WHAT THE TASK ASKS: From the records below, copy out the lines from the one containing "like point(225, 219)." up to and including the one containing "point(586, 144)". Reproduce each line unchanged and include nothing else.

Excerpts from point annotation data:
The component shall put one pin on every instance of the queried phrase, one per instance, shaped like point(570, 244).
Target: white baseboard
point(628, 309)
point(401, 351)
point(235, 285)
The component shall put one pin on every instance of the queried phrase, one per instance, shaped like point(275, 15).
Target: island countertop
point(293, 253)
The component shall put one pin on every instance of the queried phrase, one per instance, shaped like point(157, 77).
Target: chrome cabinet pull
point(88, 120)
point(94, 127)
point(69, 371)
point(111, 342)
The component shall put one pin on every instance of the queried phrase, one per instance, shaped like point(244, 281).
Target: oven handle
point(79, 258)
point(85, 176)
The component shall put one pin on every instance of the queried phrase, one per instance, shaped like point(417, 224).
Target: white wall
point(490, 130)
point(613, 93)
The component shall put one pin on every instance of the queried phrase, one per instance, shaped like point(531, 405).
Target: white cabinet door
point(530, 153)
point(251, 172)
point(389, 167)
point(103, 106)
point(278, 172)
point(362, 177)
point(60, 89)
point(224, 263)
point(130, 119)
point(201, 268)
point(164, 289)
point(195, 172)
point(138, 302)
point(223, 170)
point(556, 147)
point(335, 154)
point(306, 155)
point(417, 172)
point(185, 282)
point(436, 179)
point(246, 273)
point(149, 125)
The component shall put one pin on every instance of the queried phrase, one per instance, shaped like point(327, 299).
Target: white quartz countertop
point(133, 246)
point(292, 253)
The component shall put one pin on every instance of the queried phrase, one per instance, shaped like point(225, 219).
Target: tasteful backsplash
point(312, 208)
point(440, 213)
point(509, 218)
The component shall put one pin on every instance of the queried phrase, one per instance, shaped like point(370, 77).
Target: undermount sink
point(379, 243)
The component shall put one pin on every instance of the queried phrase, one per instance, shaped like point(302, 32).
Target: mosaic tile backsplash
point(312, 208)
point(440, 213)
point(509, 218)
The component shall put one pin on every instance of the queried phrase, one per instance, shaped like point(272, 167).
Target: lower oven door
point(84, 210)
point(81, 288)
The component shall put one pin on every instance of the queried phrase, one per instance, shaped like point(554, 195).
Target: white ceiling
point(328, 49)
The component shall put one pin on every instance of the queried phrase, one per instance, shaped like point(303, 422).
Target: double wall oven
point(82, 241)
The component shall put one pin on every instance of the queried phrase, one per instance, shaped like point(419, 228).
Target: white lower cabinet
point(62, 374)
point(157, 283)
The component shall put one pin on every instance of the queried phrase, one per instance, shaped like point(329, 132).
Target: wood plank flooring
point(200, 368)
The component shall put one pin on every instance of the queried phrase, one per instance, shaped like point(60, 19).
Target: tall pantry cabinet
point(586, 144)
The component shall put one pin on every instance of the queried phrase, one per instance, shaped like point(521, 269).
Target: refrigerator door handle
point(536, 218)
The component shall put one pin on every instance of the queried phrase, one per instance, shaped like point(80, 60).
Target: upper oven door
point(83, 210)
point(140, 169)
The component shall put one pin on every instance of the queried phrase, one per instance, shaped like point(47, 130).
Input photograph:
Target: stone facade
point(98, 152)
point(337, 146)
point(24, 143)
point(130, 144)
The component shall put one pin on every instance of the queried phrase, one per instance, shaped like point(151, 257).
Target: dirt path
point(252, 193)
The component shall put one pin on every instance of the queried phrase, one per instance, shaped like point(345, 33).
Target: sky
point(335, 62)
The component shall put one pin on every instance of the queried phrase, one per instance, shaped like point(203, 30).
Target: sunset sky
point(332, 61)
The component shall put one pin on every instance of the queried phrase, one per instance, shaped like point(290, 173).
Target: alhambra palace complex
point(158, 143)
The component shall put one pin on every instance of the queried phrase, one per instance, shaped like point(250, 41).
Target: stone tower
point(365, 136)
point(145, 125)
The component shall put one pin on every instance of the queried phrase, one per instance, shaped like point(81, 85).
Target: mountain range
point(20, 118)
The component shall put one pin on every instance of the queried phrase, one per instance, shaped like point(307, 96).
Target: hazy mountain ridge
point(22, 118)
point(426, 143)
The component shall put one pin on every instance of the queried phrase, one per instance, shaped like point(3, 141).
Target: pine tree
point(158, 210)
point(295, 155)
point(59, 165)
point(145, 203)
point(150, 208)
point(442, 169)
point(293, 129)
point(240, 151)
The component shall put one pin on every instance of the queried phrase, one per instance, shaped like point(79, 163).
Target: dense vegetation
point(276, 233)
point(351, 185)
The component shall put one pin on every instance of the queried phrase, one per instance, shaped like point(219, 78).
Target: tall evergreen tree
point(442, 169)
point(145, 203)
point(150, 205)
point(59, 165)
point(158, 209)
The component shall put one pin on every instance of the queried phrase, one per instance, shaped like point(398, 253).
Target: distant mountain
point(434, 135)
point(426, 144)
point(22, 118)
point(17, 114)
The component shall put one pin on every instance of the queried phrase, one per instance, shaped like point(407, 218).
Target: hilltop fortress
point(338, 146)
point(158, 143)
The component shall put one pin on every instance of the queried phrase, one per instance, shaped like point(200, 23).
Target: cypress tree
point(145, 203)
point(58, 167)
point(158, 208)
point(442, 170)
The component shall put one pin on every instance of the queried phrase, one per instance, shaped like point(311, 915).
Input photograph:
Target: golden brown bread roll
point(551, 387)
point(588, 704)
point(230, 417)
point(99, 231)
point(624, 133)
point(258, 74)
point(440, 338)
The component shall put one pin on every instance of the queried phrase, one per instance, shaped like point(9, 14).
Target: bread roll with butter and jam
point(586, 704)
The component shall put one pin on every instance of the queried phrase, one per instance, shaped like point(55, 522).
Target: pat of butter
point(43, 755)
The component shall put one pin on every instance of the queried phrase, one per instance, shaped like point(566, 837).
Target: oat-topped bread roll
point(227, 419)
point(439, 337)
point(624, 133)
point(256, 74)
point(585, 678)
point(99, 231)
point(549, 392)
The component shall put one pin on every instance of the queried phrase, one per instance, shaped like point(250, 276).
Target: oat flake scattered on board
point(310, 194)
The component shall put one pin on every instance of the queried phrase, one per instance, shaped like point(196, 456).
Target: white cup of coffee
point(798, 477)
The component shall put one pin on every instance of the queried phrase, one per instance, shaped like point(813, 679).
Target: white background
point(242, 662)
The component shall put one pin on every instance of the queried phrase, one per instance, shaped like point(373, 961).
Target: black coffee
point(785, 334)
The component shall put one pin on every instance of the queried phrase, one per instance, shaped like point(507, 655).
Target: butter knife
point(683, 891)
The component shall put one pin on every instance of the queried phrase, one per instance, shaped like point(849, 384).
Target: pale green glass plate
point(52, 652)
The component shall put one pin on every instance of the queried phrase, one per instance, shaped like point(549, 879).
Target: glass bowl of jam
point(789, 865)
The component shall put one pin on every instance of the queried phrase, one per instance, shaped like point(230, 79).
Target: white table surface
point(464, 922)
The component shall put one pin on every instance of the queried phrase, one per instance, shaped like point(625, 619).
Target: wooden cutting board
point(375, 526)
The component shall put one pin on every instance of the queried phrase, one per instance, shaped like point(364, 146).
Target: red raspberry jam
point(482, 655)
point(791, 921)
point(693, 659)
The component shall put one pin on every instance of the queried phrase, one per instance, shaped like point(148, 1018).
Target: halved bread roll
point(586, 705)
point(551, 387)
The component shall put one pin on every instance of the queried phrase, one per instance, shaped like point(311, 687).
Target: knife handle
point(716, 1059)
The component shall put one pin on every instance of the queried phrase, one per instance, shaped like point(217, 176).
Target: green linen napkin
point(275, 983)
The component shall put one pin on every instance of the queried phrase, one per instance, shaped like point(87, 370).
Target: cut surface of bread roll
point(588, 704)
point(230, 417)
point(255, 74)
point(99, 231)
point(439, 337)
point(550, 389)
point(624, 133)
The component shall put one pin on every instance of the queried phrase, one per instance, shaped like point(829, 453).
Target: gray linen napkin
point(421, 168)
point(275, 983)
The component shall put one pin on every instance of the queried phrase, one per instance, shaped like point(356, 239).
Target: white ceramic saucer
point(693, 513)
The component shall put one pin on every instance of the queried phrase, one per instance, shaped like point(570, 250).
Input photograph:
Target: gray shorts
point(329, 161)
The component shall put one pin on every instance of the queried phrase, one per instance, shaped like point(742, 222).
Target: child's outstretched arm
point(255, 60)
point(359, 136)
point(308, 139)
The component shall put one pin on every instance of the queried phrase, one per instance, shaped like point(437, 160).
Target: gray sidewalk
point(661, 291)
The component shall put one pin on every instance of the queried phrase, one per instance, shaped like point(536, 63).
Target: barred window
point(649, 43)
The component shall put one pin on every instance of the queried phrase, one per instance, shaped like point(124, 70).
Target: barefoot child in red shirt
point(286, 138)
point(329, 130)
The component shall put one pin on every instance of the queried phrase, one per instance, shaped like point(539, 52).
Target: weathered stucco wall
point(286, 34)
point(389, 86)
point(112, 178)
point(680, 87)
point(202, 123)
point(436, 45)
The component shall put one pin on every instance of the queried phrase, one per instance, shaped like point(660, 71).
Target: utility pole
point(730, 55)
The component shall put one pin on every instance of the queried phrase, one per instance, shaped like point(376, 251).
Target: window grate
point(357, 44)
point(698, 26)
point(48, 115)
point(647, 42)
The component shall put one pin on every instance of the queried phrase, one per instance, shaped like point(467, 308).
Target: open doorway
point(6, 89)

ANSWER TO THE EXERCISE:
The component shall put one pin on every instance of the queried phrase, one per instance, shaped like point(225, 219).
Target: tasteful backsplash
point(312, 208)
point(440, 213)
point(509, 218)
The component shall put one pin on every instance of the queried phrase, one per instance, shaped like point(370, 77).
Target: undermount sink
point(379, 243)
The component shall put one pin on every instance of the queried phrase, one per instance, shaped like point(302, 32).
Target: mosaic tile backsplash
point(312, 208)
point(440, 213)
point(509, 218)
The component shall put one pin on every instance of the queried phrase, one per instance, shaped like point(272, 167).
Target: lower oven door
point(84, 210)
point(81, 288)
The component shall put one pin on every instance of the queried phrase, one per instance, shaped like point(554, 195).
Target: white ceiling
point(328, 49)
The component shall put one pin on every instance of the queried phrase, one per instance, shaped like point(303, 422).
Target: double wall oven
point(82, 241)
The component shall put one pin on every instance of the queried phrase, one per instance, shaped like point(419, 228).
Target: white lower cabinet
point(62, 374)
point(157, 283)
The component shall put one pin on every instance of the queried phrase, one per instance, shaped like point(329, 132).
Target: wood plank flooring
point(200, 368)
The component shall put one pin on every instance of the queried phrase, one per instance, shaped like point(60, 19).
Target: tall pantry cabinet
point(586, 144)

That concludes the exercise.